> **Your task**
Render the listing from the line containing "Above is an image. Your job is to localize every fingernail" through the line containing "[554,35,571,54]" as a two-column CSV with headers text and answer. Each row should pair a line of text with the coordinates that follow it, each in one quoted field with line breaks replaced by spaces.

--

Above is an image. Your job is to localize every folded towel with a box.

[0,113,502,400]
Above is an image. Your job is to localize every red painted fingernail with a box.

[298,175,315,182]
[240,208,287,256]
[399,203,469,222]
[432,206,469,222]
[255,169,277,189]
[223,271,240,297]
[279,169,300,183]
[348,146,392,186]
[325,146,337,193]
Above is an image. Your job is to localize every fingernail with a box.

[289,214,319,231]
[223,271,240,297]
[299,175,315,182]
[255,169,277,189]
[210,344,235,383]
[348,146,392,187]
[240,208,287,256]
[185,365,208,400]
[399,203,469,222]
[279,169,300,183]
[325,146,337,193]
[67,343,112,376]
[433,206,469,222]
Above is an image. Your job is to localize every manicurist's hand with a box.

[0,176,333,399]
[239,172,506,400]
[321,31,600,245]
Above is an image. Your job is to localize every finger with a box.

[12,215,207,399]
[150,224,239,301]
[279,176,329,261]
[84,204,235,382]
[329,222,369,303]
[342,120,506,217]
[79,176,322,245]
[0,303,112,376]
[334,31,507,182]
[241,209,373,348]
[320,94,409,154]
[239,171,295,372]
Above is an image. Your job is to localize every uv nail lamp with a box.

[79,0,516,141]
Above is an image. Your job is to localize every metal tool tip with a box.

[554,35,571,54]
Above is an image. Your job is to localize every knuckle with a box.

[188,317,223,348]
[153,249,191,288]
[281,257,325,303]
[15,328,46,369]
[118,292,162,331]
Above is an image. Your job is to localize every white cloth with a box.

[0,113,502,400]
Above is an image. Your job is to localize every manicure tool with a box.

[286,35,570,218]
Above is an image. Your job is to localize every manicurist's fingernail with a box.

--

> **Problem solution**
text,answer
"Above is an image. Your job is to localize every fingernail with a box.","[289,214,319,231] [223,271,240,297] [299,175,315,182] [255,169,277,189] [210,344,235,383] [348,146,392,187] [240,208,287,256] [185,365,208,400] [399,203,469,222] [279,169,300,183] [325,146,337,193] [67,343,112,376] [433,206,469,222]"
"Above is an image. Your job is to localize every manicurist's hand with a box.","[0,176,333,399] [239,172,506,400] [321,31,600,245]"
"Above is an image. Your job is to localize every finger with a box.","[12,215,207,399] [150,224,239,301] [279,176,329,261] [84,204,235,382] [329,222,369,303] [342,120,506,217] [79,176,322,245] [0,303,112,376] [334,31,507,182] [241,209,373,348] [320,94,409,154] [239,171,295,372]"
"Above is an image. Your job is to localize every uv nail lamp with a box.","[79,0,516,141]"
"Above is an image. Your job is to localize every metal tool tip with a box.","[554,35,571,54]"